---- PROVIDED MATERIAL

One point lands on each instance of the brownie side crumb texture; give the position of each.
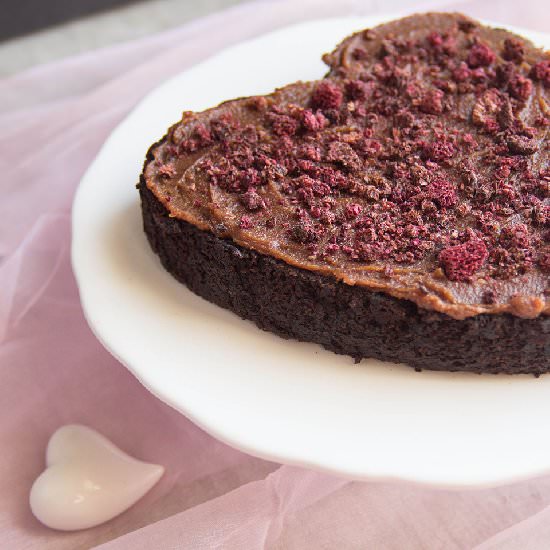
(349, 320)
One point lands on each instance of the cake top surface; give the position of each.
(418, 167)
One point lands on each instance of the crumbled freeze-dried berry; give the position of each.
(462, 261)
(167, 171)
(393, 157)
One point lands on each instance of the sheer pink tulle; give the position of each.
(53, 371)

--------

### WHAT THE EXERCISE ASKS
Copy every line of the data word for word, omitting the images.

### SOLUTION TO THIS EXERCISE
One point lands on each instance of the brownie side crumb texture; give the position of each.
(349, 320)
One point lands on each instance of the cake top surface; give the position of each.
(418, 167)
One point lands on each instance of the crumbled freeze-dried berry; give the position of each.
(462, 261)
(167, 171)
(393, 157)
One point lands on each instance of the sheer pink tulle; give the position of each.
(53, 371)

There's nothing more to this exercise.